• _Exercise materials_:
-- Opening Marker --

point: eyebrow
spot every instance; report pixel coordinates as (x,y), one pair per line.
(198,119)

-- Closing Marker --
-- Opening Marker --

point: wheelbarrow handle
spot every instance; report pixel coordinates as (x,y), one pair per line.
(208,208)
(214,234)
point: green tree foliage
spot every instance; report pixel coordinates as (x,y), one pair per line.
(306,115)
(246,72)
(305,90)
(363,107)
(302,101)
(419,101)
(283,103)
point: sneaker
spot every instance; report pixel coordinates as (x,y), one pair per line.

-- Closing Marker --

Determine how many lines of the data include the word "point". Reply with the count and no other text.

4